▶ **PROVIDED PASSAGE**:

=====

R/DataClean.R

### This file is part of 'PGRdup' package for R.

### Copyright (C) 2014-2023, ICAR-NBPGR.
#
# PGRdup is free software: you can redistribute it and/or modify it
# under the terms of the GNU General Public License as published by
# the Free Software Foundation, either version 2 of the License, or
# (at your option) any later version.
#
# PGRdup is distributed in the hope that it will be useful, but
# WITHOUT ANY WARRANTY; without even the implied warranty of
# MERCHANTABILITY or FITNESS FOR A PARTICULAR PURPOSE.  See the
# GNU General Public License for more details.
#
#  A copy of the GNU General Public License is available at
#  https://www.r-project.org/Licenses/


#' Clean PGR passport data
#' 
#' \code{DataClean} cleans the data in a character vector according to the 
#' conditions in the arguments.

=====

▶ **EXTRACTED ENTRIES**:
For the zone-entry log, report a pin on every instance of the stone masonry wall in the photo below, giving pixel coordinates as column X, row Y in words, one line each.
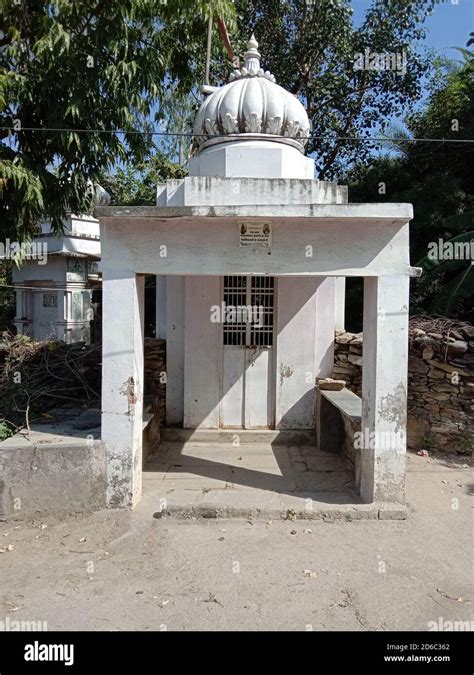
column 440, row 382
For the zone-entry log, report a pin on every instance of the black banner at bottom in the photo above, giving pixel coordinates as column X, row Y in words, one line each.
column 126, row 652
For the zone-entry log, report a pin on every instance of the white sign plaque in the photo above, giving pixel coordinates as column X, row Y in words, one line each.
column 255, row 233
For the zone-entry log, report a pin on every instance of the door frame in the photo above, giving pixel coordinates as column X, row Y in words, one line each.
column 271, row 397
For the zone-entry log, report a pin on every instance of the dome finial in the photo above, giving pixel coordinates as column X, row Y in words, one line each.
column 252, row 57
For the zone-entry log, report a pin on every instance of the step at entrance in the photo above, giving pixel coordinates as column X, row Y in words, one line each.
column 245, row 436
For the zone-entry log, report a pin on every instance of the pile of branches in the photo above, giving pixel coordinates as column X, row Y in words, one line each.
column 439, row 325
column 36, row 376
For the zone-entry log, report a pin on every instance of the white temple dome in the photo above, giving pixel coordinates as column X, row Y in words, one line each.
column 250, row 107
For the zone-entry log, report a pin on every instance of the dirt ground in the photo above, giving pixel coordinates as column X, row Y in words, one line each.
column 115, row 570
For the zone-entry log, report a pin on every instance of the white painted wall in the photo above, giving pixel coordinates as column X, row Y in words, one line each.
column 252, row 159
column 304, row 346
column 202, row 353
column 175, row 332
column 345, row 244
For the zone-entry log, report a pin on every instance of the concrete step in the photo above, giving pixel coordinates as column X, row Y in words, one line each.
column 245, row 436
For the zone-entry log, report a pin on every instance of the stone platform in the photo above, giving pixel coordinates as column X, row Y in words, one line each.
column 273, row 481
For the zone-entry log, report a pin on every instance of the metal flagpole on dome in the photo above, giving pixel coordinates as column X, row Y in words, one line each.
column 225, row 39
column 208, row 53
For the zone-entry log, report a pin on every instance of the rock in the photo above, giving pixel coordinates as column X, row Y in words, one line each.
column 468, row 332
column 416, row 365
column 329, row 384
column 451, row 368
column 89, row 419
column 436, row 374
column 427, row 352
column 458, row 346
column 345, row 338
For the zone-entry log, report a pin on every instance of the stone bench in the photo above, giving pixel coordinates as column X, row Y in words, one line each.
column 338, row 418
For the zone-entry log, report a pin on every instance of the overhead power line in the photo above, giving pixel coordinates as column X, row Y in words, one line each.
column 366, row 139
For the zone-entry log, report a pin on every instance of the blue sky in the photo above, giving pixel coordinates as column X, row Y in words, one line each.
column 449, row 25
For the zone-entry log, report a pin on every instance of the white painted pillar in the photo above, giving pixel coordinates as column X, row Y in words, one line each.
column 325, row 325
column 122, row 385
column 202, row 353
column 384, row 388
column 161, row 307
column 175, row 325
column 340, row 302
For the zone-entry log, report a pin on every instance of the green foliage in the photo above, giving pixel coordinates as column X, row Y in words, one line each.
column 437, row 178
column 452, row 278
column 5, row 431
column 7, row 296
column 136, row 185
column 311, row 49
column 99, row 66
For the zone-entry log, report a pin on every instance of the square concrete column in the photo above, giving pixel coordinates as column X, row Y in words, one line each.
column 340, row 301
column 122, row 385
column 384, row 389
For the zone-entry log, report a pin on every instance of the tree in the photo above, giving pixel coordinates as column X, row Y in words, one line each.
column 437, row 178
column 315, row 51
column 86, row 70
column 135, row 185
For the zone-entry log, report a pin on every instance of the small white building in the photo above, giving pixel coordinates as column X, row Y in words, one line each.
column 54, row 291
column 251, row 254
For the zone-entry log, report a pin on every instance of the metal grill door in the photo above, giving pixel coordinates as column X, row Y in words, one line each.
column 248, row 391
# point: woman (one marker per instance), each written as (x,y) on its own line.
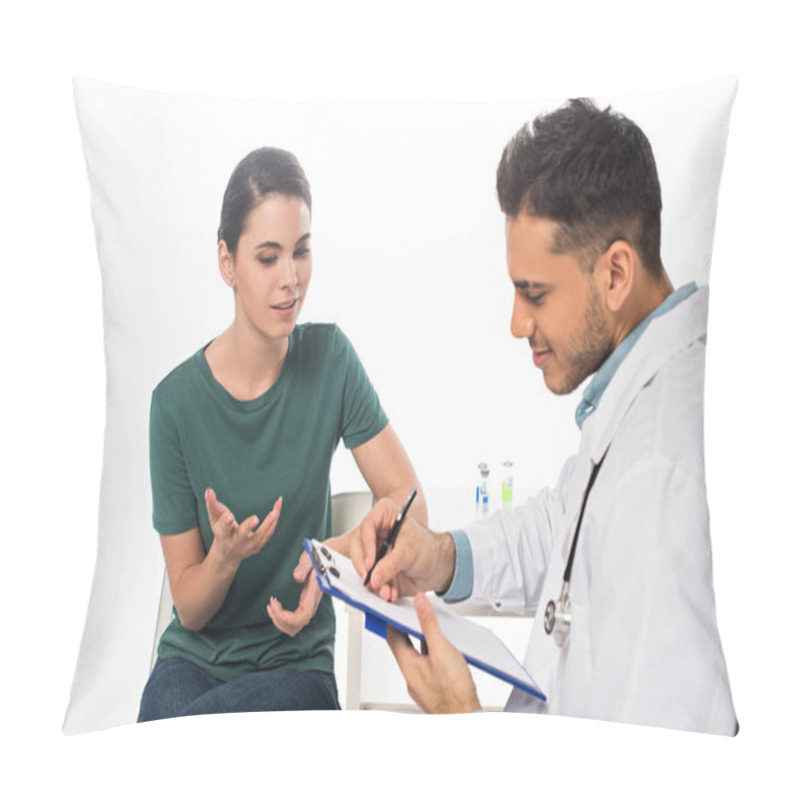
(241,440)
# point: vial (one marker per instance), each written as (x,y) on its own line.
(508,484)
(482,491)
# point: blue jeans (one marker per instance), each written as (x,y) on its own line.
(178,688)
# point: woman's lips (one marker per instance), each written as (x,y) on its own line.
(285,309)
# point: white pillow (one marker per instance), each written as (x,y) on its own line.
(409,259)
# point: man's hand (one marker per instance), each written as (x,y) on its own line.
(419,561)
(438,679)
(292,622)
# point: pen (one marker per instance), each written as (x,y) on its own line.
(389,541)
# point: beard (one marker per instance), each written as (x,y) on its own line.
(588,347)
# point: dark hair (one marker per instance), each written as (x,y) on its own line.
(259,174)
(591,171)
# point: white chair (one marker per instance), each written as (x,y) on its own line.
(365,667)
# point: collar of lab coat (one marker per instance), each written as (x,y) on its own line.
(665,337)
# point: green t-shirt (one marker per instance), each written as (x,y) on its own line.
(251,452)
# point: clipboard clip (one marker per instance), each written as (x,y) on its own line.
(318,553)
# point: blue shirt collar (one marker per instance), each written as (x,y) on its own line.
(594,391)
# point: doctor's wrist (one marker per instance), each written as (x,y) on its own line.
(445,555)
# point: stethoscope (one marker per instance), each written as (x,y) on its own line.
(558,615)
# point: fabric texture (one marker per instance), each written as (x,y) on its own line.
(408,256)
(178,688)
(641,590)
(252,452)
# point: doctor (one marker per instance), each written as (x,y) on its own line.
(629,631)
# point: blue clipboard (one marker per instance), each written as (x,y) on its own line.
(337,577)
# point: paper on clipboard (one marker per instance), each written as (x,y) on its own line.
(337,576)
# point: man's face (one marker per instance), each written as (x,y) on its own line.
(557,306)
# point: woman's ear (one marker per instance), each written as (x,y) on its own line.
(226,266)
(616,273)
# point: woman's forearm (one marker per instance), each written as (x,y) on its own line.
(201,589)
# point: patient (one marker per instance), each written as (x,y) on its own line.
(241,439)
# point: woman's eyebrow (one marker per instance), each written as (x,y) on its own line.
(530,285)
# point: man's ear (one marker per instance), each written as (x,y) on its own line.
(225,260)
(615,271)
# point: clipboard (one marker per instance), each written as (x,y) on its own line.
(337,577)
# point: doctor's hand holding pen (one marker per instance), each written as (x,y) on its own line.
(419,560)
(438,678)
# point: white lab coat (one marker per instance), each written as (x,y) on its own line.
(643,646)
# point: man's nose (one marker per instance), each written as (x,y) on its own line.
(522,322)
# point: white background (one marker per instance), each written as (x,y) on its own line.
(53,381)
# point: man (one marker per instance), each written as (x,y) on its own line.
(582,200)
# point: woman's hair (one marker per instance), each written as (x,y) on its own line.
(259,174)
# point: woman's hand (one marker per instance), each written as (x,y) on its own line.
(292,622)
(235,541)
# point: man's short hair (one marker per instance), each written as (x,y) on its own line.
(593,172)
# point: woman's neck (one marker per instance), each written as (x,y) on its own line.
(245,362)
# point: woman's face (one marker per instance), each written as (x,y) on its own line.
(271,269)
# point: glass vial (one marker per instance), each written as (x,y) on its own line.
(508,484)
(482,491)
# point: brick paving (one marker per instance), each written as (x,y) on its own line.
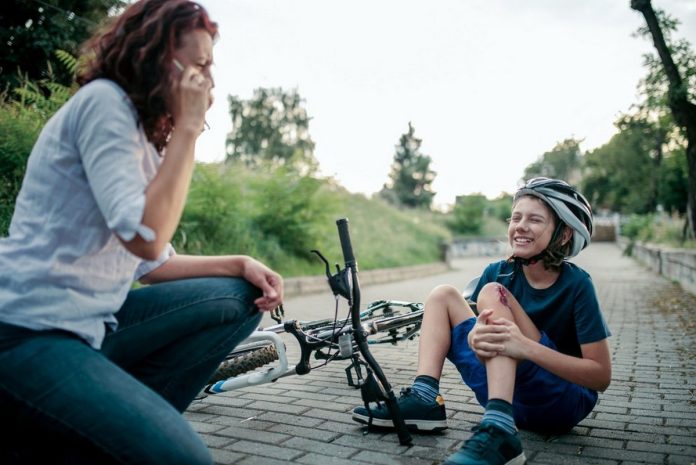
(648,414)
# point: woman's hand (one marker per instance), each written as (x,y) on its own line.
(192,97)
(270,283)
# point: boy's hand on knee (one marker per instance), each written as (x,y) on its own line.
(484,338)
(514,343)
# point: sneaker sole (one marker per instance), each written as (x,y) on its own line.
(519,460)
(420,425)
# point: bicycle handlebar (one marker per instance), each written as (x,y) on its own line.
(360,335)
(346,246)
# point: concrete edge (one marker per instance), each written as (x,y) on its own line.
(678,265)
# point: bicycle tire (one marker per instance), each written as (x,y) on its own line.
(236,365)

=====

▶ **WHAT TO DO**:
(a) Please transcribe the source file from "### Copyright (C)" through "for more details.". Begin at the words that have "### Copyright (C)" and stop after "for more details.".
(b) List every number that appears in the source file.

▶ **SOLUTIONS TO EACH TASK**:
(a)
### Copyright (C) 2014-2023, ICAR-NBPGR.
#
# PGRdup is free software: you can redistribute it and/or modify it
# under the terms of the GNU General Public License as published by
# the Free Software Foundation, either version 2 of the License, or
# (at your option) any later version.
#
# PGRdup is distributed in the hope that it will be useful, but
# WITHOUT ANY WARRANTY; without even the implied warranty of
# MERCHANTABILITY or FITNESS FOR A PARTICULAR PURPOSE.  See the
# GNU General Public License for more details.

(b) 2014, 2023, 2